**OBJECTIVE A**
Arrange the rows, from the line containing "Where can the black shoe" through the end of the rows, inclusive, as a Markdown table with two columns named Number and Line, leaving out any blank lines.

* START EXTRACT *

Well, maybe the desire and need has always been there for some people, but the courage to act on it with a public celebration without the fear of stigma and being left outcast has only just arrived now. The number of single-person households is increasing every year, many of the singles are not looking for a relationship at all. The times are changing. I'd imagine that every human being who has made the decision to remain single/never enter into a relationship throughout history has already done their equivalent of a solo wedding in their mind.

I've always kind of thought that what I have inside is the living essence. What I have to give doesn't just happen when I decide to give or when somebody to give it to appears. So, being likened to an empty shell just because I've decided to live my life differently doesn't really sit well with me. 

These spiritual leaders are still giving themselves to God, they're dedicating their life to something they believe exists outside of themselves as well. In a traditional marriage, you'd give to and receive from a partner. If you dedicate your life to yourself, you'll be giving to and receiving from yourself. It's unconventional, but it's as special as any marriage. There can be transcendence in that as well, within yourself, and you're also rising above these outside universal perceptions about couples, marriage, nuclear families, etc. But, as with any marriage, there has to be balance. I get what you're saying about mental breakdown - it's about expectations not meeting reality. That can certainly happen with a traditional marriage as well - marital breakdown can happen when one of the partners isn't pulling their weight. And it's the same with yourself. if you can't find the balance between giving and receiving what you want and need from yourself, it's going to be very difficult to bear.


----------



## Flabarac Brupip (May 9, 2020)

Idk. Maybe I'm just thinking like a "boring", "normal" sensor, but this idea just seems _weird_ and very empty of meaning and substance. I guess I just don't get it. It might have a lot to do with the fact that I'm such a sx-dom. Sorry to be negative, but you're probably gonna have to get used to people's reactions to this anyways.


----------



## Sidhe Draoi (Nov 25, 2016)




----------



## Who'sWho (Dec 22, 2020)

eeo said:


> Well, maybe the desire and need has always been there for some people, but the courage to act on it with a public celebration without the fear of stigma and being left outcast has only just arrived now. The number of single-person households is increasing every year, many of the singles are not looking for a relationship at all. The times are changing. I'd imagine that every human being who has made the decision to remain single/never enter into a relationship throughout history has already done their equivalent of a solo wedding in their mind.

* END EXTRACT *

**OBJECTIVE B**
According to the forum thread, what is increasing every year?

* START RECORDS FOR PROCESSING *

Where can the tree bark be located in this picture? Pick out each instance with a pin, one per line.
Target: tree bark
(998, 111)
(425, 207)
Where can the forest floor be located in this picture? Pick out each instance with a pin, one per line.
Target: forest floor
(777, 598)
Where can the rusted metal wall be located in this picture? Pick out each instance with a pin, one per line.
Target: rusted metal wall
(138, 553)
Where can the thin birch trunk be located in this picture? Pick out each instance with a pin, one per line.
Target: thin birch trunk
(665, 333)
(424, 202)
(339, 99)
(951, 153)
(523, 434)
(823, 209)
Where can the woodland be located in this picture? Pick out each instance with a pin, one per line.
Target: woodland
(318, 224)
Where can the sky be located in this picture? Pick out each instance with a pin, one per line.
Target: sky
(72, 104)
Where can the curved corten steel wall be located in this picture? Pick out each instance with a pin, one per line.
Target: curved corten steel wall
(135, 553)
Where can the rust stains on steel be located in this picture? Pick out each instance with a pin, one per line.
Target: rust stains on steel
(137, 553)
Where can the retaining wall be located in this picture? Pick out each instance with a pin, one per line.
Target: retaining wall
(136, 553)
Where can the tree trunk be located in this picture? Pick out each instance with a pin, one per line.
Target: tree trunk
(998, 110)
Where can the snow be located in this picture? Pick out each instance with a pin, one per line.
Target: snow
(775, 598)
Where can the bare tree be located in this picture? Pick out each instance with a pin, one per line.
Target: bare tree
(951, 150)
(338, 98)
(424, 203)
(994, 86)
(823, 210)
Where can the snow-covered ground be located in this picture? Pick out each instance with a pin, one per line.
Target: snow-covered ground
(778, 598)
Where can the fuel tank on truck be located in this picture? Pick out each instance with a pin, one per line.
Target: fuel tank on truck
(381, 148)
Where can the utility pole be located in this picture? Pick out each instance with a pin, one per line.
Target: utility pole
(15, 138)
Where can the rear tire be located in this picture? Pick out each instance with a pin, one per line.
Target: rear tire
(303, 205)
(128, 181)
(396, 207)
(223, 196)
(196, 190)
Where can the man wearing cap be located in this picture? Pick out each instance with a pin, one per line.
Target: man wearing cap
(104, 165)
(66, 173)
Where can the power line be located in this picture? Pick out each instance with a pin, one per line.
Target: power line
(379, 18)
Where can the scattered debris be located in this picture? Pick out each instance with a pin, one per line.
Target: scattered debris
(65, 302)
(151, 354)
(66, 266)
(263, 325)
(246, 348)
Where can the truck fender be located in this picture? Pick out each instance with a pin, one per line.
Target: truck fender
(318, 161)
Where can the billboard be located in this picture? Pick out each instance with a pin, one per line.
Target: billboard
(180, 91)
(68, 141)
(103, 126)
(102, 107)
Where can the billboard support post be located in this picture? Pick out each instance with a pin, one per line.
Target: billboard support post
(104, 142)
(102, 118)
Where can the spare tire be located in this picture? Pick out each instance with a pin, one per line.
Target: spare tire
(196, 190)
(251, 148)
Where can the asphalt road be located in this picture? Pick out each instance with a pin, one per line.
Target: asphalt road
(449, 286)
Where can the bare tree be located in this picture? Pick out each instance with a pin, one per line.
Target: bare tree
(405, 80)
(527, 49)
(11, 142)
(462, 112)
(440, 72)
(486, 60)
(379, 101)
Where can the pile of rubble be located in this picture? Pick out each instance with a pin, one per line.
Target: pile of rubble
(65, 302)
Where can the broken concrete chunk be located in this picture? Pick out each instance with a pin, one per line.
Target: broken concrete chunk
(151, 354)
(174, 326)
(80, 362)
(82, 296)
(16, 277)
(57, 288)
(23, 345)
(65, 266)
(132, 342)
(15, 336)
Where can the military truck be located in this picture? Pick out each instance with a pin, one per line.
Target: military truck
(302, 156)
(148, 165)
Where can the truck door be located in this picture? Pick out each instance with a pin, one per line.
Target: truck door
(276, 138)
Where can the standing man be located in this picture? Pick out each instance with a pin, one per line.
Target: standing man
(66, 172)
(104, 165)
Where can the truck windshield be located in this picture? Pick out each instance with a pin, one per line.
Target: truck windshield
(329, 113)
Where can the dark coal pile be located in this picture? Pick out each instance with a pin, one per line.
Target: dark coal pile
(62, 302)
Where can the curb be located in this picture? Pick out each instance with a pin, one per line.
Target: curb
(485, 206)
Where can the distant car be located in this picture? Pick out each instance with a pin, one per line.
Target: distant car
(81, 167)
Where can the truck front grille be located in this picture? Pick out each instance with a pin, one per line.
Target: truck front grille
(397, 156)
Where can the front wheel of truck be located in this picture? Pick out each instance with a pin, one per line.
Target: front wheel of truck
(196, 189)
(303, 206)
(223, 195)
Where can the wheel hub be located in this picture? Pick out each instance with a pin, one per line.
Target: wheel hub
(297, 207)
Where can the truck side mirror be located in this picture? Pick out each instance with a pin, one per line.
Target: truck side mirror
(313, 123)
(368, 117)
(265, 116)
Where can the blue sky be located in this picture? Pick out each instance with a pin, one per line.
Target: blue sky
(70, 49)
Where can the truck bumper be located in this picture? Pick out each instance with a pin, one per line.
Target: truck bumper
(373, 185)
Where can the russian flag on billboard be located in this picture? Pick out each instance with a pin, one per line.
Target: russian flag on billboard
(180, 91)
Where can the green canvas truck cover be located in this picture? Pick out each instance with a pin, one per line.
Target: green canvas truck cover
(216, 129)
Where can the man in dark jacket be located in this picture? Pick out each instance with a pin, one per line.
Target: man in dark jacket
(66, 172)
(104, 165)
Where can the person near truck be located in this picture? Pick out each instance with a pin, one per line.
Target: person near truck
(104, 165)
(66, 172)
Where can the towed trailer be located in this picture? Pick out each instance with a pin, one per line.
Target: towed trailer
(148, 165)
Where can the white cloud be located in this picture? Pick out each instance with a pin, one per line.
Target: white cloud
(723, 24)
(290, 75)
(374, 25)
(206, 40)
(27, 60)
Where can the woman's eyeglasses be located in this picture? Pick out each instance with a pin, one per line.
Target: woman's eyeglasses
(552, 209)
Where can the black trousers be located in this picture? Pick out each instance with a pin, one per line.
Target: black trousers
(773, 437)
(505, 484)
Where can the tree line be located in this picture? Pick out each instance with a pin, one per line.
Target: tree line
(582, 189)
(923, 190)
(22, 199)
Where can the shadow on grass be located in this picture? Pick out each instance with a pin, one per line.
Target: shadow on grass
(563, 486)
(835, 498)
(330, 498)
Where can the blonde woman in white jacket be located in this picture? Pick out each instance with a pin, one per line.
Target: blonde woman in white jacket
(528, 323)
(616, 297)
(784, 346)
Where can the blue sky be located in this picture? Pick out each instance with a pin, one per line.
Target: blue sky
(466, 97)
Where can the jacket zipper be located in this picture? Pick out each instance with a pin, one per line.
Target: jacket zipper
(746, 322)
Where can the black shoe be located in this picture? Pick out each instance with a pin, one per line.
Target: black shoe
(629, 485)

* END RECORDS FOR PROCESSING *

**CORRECT OUTPUT A**
| Number | Line |
|---|---|
| 1 | Where can the black shoe be located in this picture? Pick out each instance with a pin, one per line. |
| 2 | Target: black shoe |
| 3 | (629, 485) |

**CORRECT OUTPUT B**
The number of single-person households.